• Listing
────────────────

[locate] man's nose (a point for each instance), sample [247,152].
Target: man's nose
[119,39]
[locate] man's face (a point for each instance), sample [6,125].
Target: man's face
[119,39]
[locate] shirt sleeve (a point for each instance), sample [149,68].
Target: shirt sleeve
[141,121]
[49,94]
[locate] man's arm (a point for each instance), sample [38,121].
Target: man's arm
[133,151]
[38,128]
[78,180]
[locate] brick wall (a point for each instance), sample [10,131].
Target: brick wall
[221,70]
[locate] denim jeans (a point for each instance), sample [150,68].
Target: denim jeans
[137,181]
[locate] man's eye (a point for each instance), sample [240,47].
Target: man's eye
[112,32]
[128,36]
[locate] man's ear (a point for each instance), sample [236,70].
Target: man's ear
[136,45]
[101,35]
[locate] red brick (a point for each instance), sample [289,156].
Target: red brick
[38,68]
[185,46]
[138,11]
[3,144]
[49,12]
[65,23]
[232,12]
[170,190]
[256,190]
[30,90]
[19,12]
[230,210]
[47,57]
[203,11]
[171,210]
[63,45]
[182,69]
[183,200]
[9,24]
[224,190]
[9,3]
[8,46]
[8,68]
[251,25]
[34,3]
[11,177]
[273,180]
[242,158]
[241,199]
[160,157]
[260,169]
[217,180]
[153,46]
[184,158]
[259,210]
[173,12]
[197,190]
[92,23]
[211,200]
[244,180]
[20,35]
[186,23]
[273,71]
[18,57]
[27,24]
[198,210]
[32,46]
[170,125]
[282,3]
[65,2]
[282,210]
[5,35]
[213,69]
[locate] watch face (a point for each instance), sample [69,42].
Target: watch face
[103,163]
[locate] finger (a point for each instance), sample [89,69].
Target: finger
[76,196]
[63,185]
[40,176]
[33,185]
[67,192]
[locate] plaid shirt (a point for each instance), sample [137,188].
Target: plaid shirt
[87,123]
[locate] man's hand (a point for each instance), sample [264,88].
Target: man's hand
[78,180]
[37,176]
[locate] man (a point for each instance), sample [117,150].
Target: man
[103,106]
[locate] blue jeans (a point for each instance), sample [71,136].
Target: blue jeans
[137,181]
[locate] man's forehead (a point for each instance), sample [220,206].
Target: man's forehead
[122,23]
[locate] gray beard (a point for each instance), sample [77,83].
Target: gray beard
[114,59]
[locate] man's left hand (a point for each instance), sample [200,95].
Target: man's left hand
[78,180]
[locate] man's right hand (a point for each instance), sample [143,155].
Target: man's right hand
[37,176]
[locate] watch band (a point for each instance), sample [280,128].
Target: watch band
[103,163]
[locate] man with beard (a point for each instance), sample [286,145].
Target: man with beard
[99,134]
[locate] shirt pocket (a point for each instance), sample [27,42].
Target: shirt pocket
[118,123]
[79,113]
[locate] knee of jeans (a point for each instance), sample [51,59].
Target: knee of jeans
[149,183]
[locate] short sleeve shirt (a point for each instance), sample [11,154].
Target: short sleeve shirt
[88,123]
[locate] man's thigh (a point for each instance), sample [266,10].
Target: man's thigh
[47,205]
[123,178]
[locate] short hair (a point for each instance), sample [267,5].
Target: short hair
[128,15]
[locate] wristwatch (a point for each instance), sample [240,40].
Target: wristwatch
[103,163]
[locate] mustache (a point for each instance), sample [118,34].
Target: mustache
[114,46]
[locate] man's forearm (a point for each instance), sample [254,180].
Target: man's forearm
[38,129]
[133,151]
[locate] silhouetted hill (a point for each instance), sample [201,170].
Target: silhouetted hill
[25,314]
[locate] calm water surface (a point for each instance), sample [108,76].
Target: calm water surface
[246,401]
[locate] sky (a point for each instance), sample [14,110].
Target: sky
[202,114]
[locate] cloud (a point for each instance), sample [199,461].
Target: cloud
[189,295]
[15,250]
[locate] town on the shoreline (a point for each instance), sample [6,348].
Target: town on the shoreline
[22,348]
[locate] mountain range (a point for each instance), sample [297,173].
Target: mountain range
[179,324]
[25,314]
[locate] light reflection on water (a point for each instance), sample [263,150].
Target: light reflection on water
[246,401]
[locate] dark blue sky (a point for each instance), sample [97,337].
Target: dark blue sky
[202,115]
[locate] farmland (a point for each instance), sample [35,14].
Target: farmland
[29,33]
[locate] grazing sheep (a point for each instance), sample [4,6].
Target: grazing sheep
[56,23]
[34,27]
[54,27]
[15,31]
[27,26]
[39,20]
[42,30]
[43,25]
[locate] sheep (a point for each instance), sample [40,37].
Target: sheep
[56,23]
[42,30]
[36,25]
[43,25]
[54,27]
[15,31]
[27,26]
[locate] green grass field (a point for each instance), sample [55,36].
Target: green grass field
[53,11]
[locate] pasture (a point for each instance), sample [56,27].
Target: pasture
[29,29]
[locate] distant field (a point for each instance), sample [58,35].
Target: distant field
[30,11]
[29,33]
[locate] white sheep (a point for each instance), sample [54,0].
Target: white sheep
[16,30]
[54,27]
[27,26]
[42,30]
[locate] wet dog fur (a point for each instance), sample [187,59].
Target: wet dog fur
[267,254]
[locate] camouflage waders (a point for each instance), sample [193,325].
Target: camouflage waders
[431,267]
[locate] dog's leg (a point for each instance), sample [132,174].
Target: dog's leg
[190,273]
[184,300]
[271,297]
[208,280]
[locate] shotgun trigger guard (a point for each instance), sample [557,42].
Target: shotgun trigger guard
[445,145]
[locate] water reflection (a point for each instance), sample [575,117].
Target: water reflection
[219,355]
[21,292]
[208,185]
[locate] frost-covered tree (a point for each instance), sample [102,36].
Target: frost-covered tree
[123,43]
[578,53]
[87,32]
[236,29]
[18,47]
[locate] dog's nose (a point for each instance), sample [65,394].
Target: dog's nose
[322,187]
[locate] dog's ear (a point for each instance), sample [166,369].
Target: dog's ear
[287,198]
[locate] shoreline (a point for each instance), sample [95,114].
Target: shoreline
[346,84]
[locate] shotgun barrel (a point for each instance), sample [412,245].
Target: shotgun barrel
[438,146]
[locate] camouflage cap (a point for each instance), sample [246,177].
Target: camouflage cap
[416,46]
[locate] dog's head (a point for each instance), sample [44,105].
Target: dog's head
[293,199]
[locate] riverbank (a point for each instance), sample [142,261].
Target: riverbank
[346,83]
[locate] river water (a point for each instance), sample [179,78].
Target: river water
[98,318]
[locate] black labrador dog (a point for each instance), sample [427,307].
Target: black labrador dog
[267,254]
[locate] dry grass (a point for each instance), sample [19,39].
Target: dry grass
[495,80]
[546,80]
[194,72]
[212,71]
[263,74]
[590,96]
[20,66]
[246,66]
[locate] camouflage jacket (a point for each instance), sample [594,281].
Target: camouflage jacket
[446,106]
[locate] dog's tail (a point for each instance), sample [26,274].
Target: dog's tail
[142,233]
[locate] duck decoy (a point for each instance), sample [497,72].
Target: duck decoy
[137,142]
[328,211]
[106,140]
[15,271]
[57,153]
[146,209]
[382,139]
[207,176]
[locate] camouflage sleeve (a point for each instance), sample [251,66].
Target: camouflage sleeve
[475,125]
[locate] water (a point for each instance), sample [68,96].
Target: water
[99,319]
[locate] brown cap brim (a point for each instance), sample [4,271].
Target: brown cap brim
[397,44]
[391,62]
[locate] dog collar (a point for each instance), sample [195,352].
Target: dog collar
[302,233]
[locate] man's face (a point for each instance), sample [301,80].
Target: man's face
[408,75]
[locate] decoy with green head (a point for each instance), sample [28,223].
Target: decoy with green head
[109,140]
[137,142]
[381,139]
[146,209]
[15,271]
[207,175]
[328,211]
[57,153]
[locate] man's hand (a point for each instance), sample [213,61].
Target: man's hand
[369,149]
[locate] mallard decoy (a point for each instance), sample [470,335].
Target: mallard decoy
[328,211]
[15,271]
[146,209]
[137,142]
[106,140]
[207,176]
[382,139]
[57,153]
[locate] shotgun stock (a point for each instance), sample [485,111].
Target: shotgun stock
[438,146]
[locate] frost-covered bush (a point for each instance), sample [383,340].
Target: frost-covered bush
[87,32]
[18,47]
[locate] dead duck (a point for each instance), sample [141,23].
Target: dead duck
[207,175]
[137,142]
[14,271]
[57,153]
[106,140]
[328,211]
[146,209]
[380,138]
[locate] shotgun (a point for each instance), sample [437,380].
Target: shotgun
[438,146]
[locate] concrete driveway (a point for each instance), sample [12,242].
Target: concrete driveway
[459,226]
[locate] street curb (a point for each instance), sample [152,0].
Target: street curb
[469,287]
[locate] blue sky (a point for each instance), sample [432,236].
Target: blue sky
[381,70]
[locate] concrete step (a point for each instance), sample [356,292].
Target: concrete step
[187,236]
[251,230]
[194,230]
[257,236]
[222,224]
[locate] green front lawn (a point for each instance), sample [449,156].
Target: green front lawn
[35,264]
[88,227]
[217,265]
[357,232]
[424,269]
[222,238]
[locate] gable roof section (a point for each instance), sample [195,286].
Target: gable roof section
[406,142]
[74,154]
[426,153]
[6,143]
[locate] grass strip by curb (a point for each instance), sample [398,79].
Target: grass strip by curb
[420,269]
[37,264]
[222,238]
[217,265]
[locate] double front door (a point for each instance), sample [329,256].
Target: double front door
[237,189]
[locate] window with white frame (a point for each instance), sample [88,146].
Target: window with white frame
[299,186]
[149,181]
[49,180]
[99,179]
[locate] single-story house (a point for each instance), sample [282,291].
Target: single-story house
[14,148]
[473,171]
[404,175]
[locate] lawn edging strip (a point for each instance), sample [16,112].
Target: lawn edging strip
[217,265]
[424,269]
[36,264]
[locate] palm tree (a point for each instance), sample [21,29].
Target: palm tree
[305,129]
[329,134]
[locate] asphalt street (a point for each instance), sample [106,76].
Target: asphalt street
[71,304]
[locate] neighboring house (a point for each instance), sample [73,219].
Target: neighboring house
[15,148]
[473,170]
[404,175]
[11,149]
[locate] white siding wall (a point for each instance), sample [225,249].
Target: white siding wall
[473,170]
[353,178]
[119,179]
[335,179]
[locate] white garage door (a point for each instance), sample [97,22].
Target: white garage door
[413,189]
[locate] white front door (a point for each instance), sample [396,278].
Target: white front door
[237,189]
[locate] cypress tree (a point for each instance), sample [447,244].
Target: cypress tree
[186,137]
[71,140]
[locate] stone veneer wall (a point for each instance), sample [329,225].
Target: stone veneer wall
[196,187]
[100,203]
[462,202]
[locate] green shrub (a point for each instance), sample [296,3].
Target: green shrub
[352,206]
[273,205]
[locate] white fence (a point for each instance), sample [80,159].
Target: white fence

────────────────

All lines from the one containing "[locate] white siding" through the final line of the listing above are to be reproduced exactly; include both and add nothing.

[locate] white siding wall (a point for each instance), sample [225,249].
Target: white siding wall
[473,170]
[353,178]
[119,179]
[335,179]
[locate] white garage door (a point for each instance), sample [97,22].
Target: white garage door
[413,189]
[locate] white front door (a point for each instance), sample [396,278].
Target: white front door
[237,189]
[locate] cypress tree (a point for each instance), sample [447,244].
Target: cypress tree
[186,137]
[71,140]
[locate] stone veneer wall (a point for each instance), sample [329,225].
Target: stone veneer wall
[196,187]
[100,203]
[462,202]
[locate] green shrub (a point for each instance), sample [296,3].
Target: green shrub
[352,206]
[273,205]
[locate] white fence (a point for each instance), sample [80,159].
Target: white fence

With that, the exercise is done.